# TASK
Start at the line that contains "the white window". Repeat it and each line after it, exactly, up to and including the final line of the data.
(Beginning of ENTRIES PROVIDED)
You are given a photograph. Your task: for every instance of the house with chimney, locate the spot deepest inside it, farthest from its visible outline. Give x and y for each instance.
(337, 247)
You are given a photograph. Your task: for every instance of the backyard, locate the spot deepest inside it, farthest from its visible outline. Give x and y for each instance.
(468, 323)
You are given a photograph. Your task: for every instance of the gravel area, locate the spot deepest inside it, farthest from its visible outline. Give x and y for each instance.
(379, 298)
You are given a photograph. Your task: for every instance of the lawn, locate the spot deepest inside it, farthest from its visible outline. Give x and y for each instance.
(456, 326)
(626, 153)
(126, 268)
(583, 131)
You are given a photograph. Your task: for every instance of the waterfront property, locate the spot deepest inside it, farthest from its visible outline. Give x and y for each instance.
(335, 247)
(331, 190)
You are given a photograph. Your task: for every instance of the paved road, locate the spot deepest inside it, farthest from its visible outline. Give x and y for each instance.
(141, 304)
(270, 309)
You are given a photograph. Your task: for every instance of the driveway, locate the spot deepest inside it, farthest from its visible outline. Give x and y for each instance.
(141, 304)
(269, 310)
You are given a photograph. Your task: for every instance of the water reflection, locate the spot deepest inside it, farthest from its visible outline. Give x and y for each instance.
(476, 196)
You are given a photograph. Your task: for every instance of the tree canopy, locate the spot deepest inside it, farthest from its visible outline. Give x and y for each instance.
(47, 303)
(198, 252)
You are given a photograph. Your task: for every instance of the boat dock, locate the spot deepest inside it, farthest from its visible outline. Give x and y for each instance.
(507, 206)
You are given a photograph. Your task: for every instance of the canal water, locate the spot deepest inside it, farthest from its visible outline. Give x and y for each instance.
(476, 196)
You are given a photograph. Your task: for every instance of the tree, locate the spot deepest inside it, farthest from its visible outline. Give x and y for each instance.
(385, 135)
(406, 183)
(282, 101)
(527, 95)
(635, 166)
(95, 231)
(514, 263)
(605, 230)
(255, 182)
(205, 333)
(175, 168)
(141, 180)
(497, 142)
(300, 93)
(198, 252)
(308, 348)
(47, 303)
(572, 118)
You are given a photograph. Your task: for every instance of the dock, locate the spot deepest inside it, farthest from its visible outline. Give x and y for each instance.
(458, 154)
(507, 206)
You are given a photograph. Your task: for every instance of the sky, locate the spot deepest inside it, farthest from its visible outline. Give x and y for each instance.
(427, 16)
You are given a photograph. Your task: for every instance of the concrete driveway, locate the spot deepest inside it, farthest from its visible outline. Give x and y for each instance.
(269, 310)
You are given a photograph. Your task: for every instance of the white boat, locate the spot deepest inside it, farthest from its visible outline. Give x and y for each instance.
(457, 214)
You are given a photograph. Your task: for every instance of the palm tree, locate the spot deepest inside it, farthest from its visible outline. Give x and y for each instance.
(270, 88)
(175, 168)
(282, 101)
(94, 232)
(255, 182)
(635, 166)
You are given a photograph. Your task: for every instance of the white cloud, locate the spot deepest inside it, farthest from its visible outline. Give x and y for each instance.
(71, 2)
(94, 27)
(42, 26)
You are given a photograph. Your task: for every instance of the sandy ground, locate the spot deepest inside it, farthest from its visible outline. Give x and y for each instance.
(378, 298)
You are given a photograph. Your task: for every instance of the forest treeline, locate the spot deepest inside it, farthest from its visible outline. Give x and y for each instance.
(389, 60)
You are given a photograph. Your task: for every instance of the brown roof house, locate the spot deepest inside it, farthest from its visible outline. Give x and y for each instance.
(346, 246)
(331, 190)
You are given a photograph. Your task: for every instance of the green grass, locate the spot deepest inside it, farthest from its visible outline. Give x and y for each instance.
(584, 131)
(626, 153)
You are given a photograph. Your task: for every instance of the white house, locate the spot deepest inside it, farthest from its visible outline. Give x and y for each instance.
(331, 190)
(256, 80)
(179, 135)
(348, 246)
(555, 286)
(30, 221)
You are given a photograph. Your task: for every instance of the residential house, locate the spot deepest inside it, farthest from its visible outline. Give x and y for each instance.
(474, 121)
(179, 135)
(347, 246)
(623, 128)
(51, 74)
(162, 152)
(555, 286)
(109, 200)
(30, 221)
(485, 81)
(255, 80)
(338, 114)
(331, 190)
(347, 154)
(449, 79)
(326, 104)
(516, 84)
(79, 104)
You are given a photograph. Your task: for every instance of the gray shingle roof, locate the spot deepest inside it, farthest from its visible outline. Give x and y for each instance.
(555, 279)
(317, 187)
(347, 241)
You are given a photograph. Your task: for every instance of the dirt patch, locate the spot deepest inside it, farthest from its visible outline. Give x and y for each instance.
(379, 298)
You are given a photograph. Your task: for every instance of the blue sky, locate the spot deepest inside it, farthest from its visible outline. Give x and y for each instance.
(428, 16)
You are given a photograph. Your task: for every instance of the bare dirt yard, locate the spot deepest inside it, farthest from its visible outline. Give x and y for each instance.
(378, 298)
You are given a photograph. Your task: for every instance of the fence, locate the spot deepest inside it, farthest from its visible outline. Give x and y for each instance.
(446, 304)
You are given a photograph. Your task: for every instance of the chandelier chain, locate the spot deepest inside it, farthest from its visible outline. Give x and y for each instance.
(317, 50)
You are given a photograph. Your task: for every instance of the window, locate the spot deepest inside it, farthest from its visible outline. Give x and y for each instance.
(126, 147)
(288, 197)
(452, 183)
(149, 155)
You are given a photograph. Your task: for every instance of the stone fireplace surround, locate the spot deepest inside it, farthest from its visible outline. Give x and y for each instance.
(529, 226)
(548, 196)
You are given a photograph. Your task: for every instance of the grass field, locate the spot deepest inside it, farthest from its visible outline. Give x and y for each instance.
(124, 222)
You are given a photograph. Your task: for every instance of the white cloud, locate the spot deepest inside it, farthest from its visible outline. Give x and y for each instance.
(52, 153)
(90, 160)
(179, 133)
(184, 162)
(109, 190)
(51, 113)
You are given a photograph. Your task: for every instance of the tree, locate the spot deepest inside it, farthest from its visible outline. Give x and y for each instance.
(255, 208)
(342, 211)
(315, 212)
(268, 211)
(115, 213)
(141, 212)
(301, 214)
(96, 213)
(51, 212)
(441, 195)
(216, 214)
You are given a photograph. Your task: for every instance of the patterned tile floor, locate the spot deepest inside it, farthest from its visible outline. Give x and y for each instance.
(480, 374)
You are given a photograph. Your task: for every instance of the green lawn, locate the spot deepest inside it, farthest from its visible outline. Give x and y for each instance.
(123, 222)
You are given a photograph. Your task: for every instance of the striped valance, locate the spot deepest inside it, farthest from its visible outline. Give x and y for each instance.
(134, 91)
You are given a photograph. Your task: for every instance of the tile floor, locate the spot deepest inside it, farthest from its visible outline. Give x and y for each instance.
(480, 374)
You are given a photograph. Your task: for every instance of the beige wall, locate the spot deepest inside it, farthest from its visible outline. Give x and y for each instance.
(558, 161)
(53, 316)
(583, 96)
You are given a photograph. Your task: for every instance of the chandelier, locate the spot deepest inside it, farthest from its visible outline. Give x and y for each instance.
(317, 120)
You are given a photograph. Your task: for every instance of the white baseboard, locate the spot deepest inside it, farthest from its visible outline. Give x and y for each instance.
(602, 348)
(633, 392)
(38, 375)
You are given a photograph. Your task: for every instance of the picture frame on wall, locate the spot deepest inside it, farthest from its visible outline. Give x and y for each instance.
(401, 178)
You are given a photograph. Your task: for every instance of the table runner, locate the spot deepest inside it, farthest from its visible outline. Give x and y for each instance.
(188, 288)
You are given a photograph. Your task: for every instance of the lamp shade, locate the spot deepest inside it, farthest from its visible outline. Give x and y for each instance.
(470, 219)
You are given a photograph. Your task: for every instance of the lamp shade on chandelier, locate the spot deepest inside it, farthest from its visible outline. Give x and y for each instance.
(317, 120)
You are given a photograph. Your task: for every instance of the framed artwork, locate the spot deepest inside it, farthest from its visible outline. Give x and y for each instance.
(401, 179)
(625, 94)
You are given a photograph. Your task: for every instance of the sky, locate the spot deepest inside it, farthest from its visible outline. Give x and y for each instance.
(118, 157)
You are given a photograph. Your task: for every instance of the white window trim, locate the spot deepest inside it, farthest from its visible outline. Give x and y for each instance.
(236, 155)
(End of ENTRIES PROVIDED)
# WORKED SOLUTION
You are given a photograph. Your task: for every instance of the white window trim, locate the spot deepest inside it, farthest from its visible outline. Give x and y for each instance.
(236, 155)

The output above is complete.